**Task goal:**
Find the line containing "285L45 304L53 314L72" in the data below and repeat it, along with all later lines, exactly through the last one.

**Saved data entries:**
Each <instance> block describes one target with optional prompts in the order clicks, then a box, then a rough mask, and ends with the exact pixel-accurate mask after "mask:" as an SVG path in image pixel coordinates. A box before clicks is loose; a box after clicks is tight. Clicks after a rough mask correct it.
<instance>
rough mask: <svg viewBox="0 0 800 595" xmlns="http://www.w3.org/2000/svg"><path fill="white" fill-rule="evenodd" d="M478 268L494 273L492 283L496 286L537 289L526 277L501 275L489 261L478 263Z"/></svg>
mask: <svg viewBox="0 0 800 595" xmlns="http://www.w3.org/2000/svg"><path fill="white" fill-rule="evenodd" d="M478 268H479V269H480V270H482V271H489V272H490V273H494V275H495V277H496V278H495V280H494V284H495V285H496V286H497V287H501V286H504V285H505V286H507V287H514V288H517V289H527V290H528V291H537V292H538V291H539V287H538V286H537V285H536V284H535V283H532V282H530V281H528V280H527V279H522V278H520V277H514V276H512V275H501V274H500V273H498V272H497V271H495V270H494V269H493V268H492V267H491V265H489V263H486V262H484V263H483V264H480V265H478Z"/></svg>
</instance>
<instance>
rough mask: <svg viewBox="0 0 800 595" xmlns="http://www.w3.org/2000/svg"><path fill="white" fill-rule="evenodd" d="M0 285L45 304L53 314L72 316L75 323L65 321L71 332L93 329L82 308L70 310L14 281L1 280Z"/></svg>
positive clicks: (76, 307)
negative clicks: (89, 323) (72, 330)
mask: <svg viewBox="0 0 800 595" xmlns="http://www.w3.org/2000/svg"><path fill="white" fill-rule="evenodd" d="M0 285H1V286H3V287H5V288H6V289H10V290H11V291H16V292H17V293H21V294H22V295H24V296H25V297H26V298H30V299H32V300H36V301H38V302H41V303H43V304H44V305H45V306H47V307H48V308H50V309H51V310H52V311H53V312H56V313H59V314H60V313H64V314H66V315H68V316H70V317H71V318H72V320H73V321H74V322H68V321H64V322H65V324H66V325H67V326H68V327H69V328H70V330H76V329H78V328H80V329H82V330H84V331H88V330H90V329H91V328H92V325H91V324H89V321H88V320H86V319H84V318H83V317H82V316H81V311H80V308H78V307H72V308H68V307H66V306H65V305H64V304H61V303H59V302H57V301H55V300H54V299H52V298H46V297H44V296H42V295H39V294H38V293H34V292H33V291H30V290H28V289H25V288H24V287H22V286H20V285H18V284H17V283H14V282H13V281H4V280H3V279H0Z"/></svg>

**Solution below:**
rough mask: <svg viewBox="0 0 800 595" xmlns="http://www.w3.org/2000/svg"><path fill="white" fill-rule="evenodd" d="M0 285L45 304L53 314L72 316L75 323L65 321L71 332L93 329L82 308L70 310L14 281L1 280Z"/></svg>
positive clicks: (76, 307)
negative clicks: (89, 323) (72, 330)
mask: <svg viewBox="0 0 800 595" xmlns="http://www.w3.org/2000/svg"><path fill="white" fill-rule="evenodd" d="M0 285H1V286H3V287H5V288H6V289H10V290H11V291H16V292H17V293H21V294H22V295H24V296H25V297H26V298H30V299H32V300H36V301H38V302H41V303H43V304H44V305H45V306H47V307H48V308H50V309H51V310H52V311H53V312H56V313H59V314H60V313H64V314H66V315H68V316H70V317H71V318H72V320H73V321H74V322H68V321H64V322H65V324H66V325H67V326H68V327H69V328H70V330H76V329H78V328H80V329H82V330H84V331H88V330H90V329H91V328H92V325H91V324H89V321H88V320H86V319H84V318H83V317H82V316H81V311H80V308H78V307H72V308H68V307H66V306H65V305H64V304H61V303H59V302H57V301H55V300H54V299H52V298H46V297H44V296H42V295H39V294H38V293H34V292H33V291H30V290H28V289H25V288H24V287H22V286H20V285H18V284H17V283H14V282H13V281H4V280H3V279H0Z"/></svg>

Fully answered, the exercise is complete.